┌─ DATA FOR THIS TASK

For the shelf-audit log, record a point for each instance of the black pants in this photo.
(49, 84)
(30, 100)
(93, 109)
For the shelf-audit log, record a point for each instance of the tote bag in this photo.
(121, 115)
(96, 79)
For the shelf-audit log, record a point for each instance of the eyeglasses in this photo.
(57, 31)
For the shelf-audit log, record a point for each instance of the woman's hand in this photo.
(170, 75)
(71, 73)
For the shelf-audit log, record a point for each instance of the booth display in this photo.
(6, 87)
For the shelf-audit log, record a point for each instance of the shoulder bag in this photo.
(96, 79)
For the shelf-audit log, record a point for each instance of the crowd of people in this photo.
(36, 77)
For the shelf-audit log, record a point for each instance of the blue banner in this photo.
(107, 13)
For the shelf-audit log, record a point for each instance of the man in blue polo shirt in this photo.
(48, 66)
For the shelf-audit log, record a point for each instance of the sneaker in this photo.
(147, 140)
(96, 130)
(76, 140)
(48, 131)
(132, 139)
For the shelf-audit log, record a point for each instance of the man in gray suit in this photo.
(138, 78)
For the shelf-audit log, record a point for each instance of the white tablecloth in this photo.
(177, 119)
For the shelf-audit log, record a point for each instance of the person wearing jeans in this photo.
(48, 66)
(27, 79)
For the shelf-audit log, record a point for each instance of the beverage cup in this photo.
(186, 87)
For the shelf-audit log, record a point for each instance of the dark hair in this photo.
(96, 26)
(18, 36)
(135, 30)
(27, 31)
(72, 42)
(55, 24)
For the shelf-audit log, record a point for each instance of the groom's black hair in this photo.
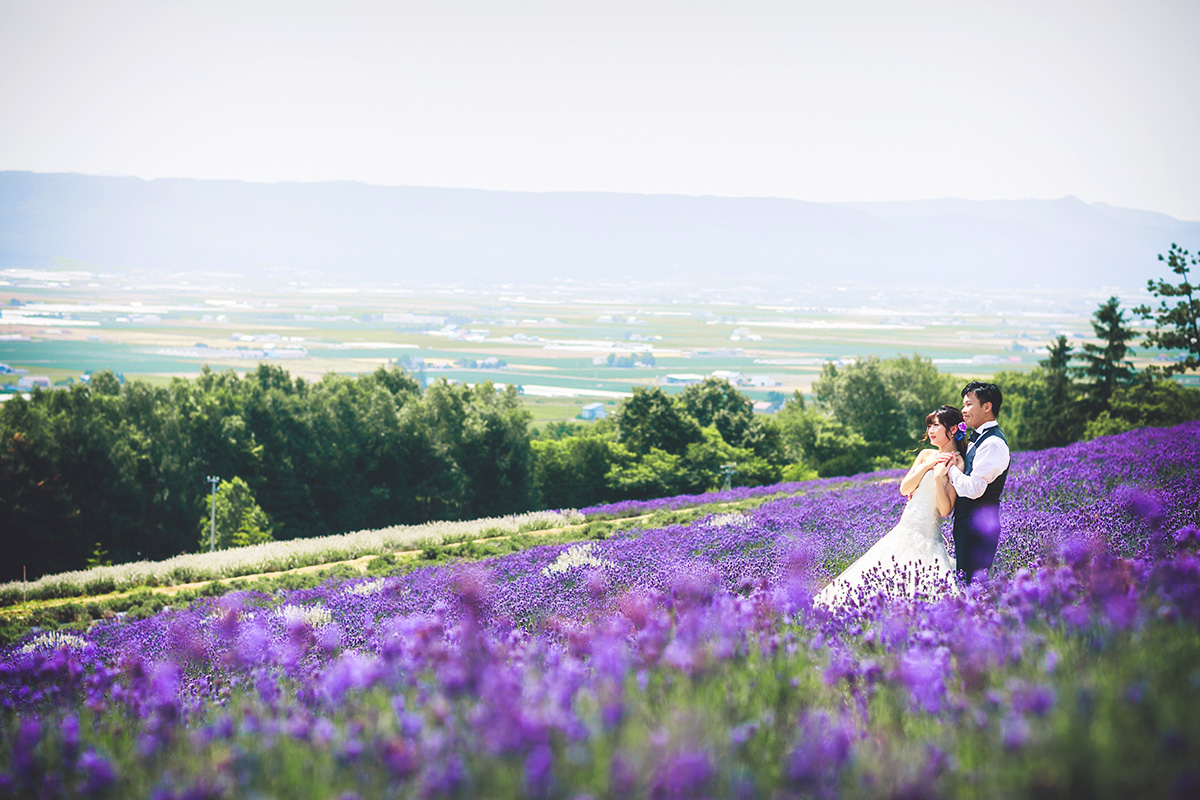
(985, 392)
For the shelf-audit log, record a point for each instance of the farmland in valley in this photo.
(565, 346)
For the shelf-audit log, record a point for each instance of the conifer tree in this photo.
(1177, 328)
(1105, 366)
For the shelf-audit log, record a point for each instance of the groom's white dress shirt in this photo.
(990, 459)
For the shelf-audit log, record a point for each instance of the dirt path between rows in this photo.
(359, 564)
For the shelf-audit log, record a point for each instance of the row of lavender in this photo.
(685, 661)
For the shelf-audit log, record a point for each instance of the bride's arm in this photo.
(943, 491)
(910, 482)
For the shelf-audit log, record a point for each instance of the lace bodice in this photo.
(915, 547)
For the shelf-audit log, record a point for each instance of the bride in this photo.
(912, 558)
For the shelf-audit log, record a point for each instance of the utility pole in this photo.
(729, 470)
(213, 528)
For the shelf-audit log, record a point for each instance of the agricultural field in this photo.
(565, 346)
(671, 649)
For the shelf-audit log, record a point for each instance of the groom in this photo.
(979, 482)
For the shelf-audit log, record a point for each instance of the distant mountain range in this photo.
(376, 234)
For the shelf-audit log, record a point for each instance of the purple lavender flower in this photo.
(97, 771)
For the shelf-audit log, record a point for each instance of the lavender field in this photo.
(683, 661)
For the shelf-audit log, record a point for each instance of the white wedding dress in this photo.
(910, 560)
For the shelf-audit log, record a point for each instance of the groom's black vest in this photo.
(977, 522)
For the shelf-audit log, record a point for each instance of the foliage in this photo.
(235, 519)
(125, 464)
(1177, 328)
(1105, 366)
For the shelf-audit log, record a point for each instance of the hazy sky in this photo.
(838, 100)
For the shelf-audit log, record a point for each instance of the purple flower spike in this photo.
(1188, 536)
(97, 773)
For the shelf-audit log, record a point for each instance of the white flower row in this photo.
(574, 557)
(53, 641)
(275, 557)
(311, 615)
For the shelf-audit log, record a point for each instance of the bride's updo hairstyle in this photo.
(949, 417)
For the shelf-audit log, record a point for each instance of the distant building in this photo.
(593, 411)
(732, 377)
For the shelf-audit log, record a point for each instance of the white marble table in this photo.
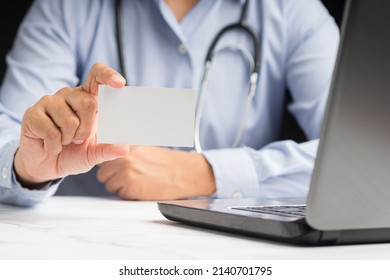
(97, 228)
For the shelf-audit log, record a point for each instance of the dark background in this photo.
(12, 13)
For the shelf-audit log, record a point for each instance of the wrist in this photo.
(23, 177)
(203, 182)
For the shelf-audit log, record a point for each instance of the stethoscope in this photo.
(253, 61)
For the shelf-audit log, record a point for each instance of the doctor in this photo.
(65, 49)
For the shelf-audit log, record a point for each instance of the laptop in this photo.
(349, 196)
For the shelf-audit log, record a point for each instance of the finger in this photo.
(85, 107)
(38, 125)
(102, 74)
(105, 172)
(63, 117)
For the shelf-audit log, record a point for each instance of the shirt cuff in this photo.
(11, 191)
(235, 173)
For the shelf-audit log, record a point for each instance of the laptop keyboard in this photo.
(298, 211)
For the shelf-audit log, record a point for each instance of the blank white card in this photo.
(146, 116)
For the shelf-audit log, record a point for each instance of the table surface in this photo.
(104, 228)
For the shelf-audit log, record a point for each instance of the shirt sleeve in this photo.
(284, 168)
(37, 65)
(11, 191)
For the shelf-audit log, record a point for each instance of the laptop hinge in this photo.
(330, 236)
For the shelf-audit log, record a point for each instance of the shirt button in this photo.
(237, 195)
(182, 49)
(4, 173)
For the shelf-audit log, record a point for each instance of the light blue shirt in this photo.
(59, 41)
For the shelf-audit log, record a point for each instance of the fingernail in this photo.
(78, 142)
(117, 79)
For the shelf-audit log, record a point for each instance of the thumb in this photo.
(106, 152)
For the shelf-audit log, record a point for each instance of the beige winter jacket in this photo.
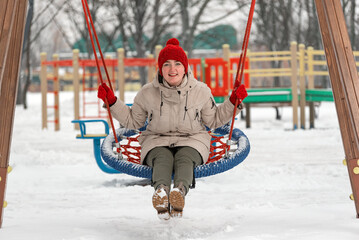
(176, 116)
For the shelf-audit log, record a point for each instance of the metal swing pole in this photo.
(240, 68)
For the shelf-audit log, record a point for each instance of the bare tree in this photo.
(32, 33)
(192, 13)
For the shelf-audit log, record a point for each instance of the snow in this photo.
(293, 185)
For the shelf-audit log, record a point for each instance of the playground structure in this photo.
(299, 68)
(345, 83)
(12, 25)
(340, 59)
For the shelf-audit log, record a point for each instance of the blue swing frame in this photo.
(109, 163)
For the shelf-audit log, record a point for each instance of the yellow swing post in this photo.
(345, 83)
(12, 24)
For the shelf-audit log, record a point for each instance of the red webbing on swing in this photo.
(131, 149)
(242, 58)
(87, 17)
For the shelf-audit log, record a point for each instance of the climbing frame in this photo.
(345, 83)
(12, 23)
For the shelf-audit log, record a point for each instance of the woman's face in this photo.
(173, 72)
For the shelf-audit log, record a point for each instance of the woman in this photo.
(178, 107)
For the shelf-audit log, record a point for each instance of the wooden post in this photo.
(345, 83)
(56, 82)
(310, 76)
(302, 84)
(76, 84)
(121, 73)
(43, 79)
(294, 67)
(12, 24)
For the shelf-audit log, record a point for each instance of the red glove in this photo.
(105, 92)
(239, 93)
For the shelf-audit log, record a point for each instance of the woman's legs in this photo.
(161, 160)
(185, 159)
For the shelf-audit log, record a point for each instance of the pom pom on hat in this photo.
(172, 51)
(173, 41)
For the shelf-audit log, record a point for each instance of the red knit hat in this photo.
(172, 51)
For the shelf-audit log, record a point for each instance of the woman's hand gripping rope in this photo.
(105, 92)
(239, 93)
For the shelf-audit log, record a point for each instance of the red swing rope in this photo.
(87, 17)
(240, 68)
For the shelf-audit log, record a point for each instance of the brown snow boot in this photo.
(160, 202)
(177, 196)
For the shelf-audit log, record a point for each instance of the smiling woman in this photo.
(178, 108)
(173, 72)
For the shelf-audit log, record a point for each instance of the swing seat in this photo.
(221, 158)
(128, 161)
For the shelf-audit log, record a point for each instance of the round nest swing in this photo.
(221, 158)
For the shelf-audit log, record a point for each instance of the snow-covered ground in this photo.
(293, 185)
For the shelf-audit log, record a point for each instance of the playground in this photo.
(292, 185)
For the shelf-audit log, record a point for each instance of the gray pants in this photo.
(178, 160)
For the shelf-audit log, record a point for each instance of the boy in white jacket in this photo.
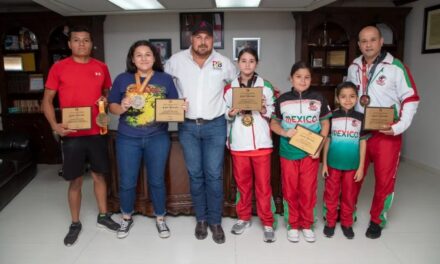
(249, 140)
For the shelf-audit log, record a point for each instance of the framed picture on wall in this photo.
(431, 32)
(240, 43)
(163, 47)
(189, 20)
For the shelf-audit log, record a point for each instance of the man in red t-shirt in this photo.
(81, 81)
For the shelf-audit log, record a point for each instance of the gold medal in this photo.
(364, 100)
(137, 102)
(137, 94)
(247, 119)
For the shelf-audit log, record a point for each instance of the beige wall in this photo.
(421, 141)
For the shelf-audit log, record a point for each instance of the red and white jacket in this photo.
(258, 135)
(392, 86)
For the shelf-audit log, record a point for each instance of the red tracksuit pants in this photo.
(340, 189)
(299, 179)
(246, 170)
(384, 152)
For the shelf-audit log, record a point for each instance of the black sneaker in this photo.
(329, 231)
(374, 231)
(72, 235)
(106, 221)
(348, 232)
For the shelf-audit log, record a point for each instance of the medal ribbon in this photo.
(366, 80)
(141, 87)
(102, 130)
(251, 82)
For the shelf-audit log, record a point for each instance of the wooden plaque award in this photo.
(77, 118)
(306, 140)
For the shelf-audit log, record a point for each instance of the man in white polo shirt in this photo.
(200, 74)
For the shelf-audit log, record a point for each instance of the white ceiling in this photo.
(103, 7)
(100, 7)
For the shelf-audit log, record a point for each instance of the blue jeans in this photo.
(154, 151)
(203, 149)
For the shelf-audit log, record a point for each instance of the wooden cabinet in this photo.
(29, 44)
(177, 183)
(327, 39)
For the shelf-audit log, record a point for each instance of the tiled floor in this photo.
(33, 225)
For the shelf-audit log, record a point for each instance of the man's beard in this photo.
(205, 52)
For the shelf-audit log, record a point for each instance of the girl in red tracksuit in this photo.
(250, 143)
(299, 170)
(343, 162)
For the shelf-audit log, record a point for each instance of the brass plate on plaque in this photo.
(169, 110)
(306, 140)
(377, 118)
(247, 98)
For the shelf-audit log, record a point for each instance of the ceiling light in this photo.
(237, 3)
(137, 4)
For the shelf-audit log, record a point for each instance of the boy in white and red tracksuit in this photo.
(299, 170)
(343, 162)
(391, 86)
(251, 146)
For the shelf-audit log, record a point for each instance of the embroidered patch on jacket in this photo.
(217, 65)
(354, 123)
(381, 80)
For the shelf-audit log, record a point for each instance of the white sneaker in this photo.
(239, 227)
(269, 234)
(162, 228)
(293, 235)
(126, 225)
(309, 235)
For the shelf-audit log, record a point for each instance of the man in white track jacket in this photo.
(383, 81)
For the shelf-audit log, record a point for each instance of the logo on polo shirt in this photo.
(381, 80)
(354, 123)
(217, 65)
(313, 106)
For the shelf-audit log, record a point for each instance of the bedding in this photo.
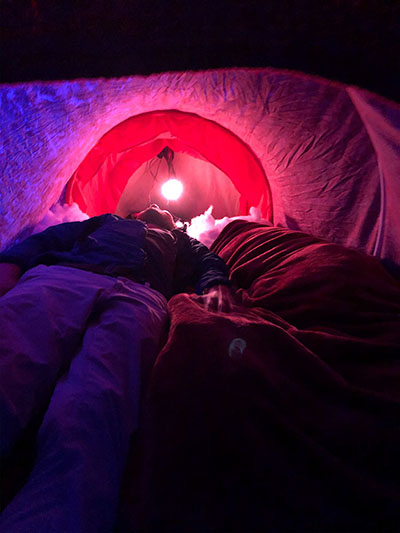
(282, 415)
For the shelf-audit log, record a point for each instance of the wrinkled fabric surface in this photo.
(330, 152)
(284, 414)
(75, 350)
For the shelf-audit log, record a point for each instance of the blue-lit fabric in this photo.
(170, 261)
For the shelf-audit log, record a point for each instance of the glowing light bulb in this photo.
(172, 189)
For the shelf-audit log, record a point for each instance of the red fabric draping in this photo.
(140, 138)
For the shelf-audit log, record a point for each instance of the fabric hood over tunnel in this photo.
(100, 179)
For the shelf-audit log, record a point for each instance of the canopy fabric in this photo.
(123, 149)
(330, 152)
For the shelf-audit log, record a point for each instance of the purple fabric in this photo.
(108, 329)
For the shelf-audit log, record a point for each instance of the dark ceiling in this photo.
(353, 41)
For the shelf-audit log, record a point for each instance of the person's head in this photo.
(159, 217)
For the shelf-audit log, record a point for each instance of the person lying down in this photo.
(83, 313)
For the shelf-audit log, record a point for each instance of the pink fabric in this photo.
(382, 122)
(312, 138)
(282, 415)
(108, 330)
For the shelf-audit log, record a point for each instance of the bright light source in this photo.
(172, 189)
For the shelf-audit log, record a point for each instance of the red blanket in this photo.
(283, 415)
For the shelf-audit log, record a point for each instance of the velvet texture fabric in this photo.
(284, 414)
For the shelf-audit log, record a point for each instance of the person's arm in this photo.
(211, 278)
(59, 238)
(210, 270)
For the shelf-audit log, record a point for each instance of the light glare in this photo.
(172, 189)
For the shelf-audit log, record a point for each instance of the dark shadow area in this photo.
(352, 41)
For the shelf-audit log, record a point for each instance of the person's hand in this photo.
(218, 298)
(9, 276)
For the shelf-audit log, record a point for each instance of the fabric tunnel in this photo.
(278, 413)
(324, 153)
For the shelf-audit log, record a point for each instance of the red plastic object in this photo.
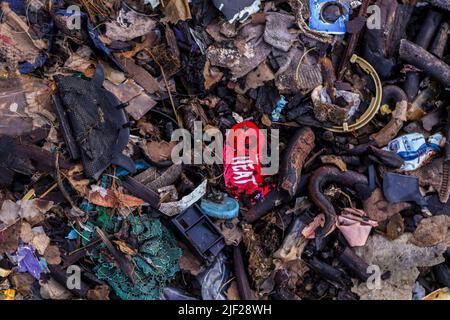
(242, 155)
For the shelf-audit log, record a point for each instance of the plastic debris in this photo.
(224, 150)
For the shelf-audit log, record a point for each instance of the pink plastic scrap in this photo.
(355, 226)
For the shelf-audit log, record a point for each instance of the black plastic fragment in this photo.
(401, 188)
(200, 233)
(99, 128)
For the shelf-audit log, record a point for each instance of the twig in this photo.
(177, 116)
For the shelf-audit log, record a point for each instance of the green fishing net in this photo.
(154, 266)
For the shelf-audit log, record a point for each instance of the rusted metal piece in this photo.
(354, 263)
(422, 59)
(153, 180)
(245, 291)
(444, 190)
(438, 46)
(318, 180)
(423, 39)
(298, 149)
(328, 75)
(141, 191)
(351, 43)
(273, 199)
(391, 129)
(392, 94)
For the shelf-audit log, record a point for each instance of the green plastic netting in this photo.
(155, 265)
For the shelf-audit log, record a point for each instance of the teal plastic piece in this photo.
(227, 209)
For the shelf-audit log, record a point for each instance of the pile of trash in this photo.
(221, 149)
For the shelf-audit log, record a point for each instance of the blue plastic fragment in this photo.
(27, 261)
(276, 113)
(94, 35)
(139, 164)
(18, 6)
(86, 206)
(318, 23)
(43, 265)
(227, 209)
(72, 235)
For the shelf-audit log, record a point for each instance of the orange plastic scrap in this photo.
(113, 199)
(10, 294)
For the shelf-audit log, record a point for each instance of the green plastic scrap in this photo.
(155, 265)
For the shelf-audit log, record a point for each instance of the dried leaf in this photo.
(402, 259)
(160, 151)
(431, 231)
(9, 212)
(378, 209)
(113, 199)
(9, 239)
(335, 160)
(22, 282)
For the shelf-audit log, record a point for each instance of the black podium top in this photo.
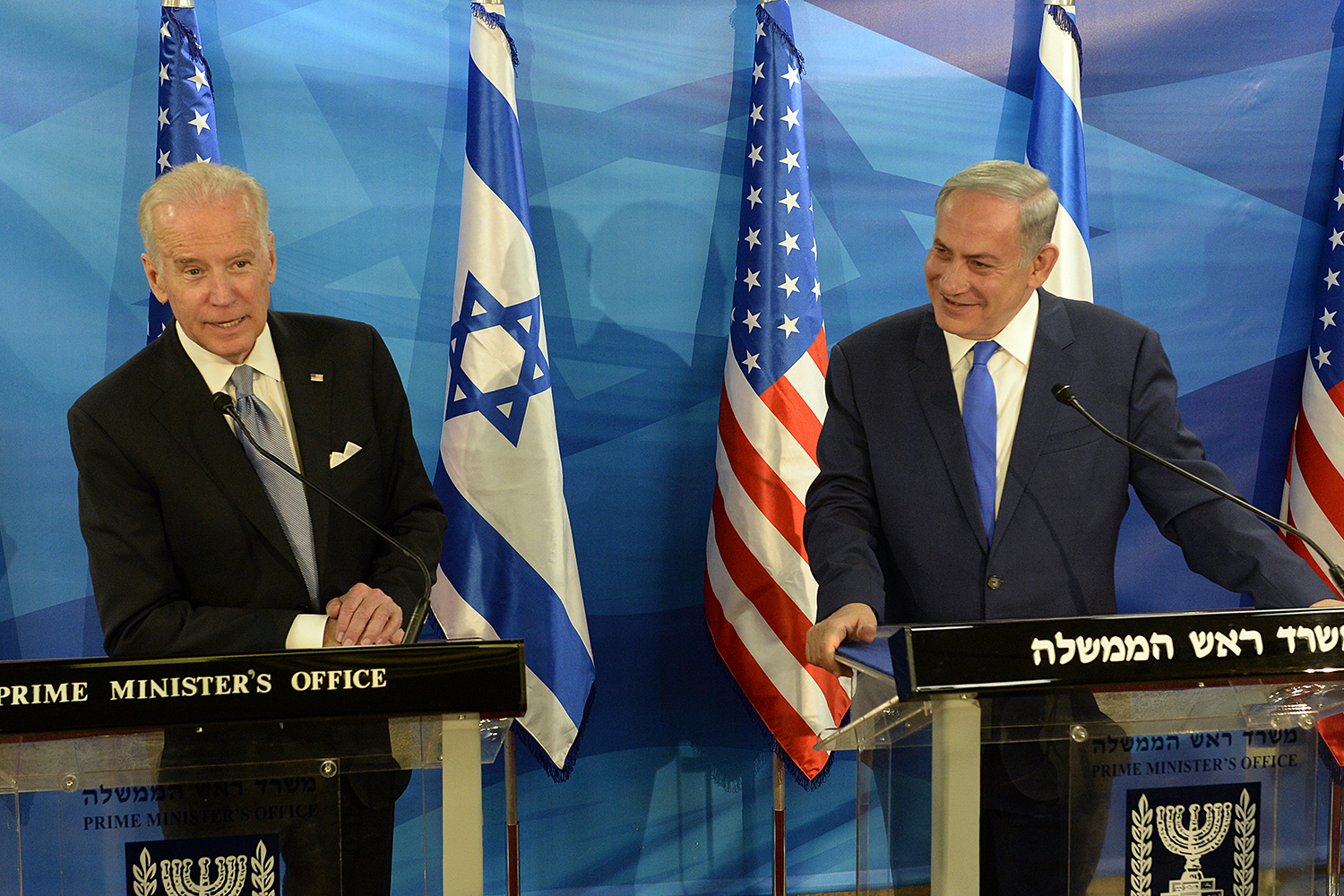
(96, 694)
(1160, 648)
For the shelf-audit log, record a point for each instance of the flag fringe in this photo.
(559, 774)
(768, 21)
(1069, 27)
(193, 46)
(496, 21)
(792, 767)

└─

**EXERCISE PROMPT**
What you return should consist solely of the lines from the one containing "fringe in this photo." through the end of the entries above, reproduced exactly.

**WRITTEN RESPONSE**
For the shelf-audit log, record a point for each instance of the flag fringe in this photo.
(559, 774)
(768, 21)
(1069, 27)
(193, 46)
(496, 21)
(792, 767)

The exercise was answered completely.